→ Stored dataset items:
▶

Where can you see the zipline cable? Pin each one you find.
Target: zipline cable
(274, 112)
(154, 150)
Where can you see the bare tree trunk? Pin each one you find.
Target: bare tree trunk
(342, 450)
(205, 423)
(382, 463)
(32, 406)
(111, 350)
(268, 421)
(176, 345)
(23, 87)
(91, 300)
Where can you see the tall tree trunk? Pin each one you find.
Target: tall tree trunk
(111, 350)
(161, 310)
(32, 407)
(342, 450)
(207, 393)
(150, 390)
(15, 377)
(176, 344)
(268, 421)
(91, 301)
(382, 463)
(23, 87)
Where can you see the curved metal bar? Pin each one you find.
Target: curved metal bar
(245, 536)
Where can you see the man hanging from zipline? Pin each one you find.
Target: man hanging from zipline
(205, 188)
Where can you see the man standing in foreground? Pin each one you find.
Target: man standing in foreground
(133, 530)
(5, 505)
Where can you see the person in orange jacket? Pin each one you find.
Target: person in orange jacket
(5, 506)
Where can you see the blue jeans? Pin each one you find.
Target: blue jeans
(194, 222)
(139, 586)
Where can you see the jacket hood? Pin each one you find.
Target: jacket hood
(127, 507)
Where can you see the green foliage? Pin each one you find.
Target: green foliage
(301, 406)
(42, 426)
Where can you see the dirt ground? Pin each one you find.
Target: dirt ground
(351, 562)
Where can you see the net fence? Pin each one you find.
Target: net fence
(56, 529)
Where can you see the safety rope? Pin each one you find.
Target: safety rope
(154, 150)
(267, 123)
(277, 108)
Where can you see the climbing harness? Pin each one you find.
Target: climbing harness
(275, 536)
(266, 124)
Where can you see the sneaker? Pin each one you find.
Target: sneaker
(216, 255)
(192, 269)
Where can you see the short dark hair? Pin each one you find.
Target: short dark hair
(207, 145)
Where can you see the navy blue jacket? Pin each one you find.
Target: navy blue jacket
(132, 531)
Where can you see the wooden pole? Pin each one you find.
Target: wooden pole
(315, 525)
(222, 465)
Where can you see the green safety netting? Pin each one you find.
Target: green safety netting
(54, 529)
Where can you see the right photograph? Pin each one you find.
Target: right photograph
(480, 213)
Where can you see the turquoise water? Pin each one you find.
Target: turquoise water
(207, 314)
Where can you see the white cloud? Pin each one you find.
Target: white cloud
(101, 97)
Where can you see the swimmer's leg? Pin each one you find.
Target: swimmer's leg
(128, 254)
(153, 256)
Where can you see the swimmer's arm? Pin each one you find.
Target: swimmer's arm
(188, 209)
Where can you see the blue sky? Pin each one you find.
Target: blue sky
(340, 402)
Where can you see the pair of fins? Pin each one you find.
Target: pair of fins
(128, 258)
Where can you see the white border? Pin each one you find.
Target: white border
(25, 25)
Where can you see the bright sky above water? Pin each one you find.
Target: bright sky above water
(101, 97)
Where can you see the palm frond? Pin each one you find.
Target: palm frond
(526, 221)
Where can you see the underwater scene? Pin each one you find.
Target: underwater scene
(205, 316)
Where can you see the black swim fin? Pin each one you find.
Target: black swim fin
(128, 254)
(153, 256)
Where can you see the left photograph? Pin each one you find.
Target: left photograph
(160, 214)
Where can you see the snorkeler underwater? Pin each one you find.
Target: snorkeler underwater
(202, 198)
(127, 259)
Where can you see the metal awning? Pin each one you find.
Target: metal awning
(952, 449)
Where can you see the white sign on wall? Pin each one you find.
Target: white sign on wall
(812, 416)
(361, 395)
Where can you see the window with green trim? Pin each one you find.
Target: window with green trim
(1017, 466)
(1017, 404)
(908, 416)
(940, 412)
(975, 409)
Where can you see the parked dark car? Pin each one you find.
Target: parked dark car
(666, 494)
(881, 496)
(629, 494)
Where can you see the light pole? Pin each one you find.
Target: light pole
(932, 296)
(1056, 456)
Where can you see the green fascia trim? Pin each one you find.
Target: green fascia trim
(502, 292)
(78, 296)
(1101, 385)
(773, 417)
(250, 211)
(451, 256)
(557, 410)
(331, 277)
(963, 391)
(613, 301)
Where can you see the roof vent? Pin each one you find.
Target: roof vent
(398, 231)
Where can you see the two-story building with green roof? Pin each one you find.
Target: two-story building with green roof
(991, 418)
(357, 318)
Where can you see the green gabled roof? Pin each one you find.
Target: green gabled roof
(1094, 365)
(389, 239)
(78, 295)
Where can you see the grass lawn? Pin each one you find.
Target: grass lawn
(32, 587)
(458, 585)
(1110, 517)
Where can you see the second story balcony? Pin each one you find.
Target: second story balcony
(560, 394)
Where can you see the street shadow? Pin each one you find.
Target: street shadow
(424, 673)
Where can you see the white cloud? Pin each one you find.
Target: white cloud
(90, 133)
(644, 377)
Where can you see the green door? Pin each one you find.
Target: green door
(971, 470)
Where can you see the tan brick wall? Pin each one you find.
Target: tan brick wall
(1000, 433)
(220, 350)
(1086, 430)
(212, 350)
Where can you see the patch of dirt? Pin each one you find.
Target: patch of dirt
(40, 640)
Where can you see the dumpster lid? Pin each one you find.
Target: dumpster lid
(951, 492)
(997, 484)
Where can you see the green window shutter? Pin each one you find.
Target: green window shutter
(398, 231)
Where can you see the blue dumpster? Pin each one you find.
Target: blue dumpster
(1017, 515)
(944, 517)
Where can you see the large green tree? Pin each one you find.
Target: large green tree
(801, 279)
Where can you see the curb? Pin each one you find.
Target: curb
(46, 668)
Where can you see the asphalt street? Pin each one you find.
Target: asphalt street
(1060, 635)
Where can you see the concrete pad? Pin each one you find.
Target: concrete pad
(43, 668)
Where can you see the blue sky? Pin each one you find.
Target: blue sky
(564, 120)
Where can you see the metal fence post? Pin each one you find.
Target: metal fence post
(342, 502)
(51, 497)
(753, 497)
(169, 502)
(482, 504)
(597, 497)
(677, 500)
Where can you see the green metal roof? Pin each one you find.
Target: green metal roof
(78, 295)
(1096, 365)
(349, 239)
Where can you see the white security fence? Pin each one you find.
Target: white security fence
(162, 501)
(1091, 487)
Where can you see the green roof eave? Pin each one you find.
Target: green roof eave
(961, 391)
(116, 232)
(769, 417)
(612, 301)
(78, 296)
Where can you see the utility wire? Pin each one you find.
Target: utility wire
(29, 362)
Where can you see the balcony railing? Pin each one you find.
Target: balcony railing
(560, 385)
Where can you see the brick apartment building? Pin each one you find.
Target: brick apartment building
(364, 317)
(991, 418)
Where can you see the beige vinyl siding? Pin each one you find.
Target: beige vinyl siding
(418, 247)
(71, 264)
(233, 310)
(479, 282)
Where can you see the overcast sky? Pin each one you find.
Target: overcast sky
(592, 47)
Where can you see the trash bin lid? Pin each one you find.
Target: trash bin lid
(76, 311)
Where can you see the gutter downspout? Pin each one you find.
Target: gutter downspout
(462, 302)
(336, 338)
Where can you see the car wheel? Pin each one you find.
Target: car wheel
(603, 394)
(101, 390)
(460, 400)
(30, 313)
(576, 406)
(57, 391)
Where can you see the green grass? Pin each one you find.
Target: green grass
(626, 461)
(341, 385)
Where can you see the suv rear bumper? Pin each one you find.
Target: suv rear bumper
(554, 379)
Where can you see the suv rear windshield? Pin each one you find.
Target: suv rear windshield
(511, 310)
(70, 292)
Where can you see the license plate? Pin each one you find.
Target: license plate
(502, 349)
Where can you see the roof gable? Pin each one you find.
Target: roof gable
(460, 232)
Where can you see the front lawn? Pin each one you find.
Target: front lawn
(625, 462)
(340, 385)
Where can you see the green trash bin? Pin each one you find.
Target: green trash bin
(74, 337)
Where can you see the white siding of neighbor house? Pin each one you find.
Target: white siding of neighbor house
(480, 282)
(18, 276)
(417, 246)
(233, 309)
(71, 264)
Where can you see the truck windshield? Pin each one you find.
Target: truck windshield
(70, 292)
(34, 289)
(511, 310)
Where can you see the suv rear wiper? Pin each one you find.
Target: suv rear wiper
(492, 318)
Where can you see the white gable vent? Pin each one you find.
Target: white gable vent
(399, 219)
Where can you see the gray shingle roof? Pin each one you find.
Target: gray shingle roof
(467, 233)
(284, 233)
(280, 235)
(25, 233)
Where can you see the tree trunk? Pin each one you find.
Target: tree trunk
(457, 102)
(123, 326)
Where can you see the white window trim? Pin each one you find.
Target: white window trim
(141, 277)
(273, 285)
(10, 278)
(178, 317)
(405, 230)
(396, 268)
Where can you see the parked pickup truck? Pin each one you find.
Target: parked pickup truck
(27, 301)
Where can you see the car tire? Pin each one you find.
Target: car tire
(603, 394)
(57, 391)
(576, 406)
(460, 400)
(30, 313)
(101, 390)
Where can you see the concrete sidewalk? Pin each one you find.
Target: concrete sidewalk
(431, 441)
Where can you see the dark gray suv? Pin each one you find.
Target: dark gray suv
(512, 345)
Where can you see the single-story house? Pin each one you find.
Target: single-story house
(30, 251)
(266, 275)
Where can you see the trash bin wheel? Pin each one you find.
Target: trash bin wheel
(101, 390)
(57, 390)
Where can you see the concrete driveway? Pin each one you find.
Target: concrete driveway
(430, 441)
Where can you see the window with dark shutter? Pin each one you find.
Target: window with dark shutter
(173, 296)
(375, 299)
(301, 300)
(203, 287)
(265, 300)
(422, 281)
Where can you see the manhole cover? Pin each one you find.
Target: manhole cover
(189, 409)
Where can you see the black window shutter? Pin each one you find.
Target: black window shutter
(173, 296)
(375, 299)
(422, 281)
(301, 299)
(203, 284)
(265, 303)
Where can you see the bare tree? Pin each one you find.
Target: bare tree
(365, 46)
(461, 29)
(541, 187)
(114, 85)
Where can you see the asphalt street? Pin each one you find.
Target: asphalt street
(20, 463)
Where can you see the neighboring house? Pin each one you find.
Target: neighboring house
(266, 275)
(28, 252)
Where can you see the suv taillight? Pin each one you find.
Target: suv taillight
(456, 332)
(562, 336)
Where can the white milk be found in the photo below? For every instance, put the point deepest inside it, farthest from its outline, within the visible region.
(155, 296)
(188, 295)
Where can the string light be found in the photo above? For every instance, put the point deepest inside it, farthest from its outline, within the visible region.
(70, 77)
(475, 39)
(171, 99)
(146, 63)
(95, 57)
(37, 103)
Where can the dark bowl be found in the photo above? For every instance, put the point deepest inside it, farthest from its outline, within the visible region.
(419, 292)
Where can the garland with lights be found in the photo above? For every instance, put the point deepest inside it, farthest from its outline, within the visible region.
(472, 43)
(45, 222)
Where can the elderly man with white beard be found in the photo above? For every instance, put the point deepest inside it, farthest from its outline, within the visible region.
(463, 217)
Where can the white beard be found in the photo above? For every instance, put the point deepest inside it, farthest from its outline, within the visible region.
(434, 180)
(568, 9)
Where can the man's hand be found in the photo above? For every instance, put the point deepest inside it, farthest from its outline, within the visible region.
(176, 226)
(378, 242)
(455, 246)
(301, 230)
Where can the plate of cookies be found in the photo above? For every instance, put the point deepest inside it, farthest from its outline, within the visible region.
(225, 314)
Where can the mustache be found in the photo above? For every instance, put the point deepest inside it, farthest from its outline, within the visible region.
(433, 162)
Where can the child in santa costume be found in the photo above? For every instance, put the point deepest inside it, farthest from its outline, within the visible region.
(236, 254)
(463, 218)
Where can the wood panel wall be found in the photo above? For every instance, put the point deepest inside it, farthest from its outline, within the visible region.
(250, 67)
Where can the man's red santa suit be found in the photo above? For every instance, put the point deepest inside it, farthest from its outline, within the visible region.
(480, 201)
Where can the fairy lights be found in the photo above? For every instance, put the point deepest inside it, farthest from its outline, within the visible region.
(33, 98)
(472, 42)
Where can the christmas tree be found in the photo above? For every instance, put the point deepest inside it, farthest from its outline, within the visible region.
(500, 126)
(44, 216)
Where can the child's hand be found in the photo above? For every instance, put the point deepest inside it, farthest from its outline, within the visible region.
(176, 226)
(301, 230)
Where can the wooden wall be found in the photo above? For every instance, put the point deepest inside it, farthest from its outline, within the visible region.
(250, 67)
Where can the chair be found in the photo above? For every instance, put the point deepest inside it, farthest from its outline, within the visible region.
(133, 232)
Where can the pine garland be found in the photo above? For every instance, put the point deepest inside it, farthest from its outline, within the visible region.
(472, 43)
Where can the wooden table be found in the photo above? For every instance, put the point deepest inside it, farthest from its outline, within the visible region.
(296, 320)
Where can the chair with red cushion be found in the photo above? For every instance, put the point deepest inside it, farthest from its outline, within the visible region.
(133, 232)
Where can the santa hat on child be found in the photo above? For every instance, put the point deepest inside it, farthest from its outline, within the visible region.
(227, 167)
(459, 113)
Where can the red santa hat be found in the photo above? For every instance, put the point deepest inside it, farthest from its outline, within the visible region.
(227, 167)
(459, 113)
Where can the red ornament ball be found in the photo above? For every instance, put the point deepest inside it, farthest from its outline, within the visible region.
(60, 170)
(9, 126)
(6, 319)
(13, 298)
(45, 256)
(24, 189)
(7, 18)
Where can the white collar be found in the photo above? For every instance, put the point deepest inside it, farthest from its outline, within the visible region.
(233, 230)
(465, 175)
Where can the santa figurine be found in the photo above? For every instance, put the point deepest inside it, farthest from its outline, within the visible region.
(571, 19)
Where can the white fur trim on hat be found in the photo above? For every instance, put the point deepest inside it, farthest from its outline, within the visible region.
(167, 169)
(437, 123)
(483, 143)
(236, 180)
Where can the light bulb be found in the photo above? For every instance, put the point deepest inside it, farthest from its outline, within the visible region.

◀

→ Problem description: Going back to the entries above, set down exactly the lines that begin at the one with "Target: car tire" and end at the one with "Where can you see the window with dark", both included, and nothing else.

→ Solution:
Target: car tire
(603, 394)
(57, 391)
(576, 406)
(460, 400)
(30, 313)
(101, 390)
Where can you see the concrete sidewalk? Pin each one you find.
Target: concrete sidewalk
(431, 441)
Where can you see the dark gray suv? Pin each one you find.
Target: dark gray suv
(512, 345)
Where can you see the single-story house? Pin each one you find.
Target: single-story house
(30, 251)
(266, 275)
Where can you see the trash bin wheel? Pin each one you find.
Target: trash bin wheel
(101, 390)
(57, 390)
Where can you see the concrete driveway? Pin each one you find.
Target: concrete driveway
(430, 441)
Where can you see the window with dark shutter? Pin each one you find.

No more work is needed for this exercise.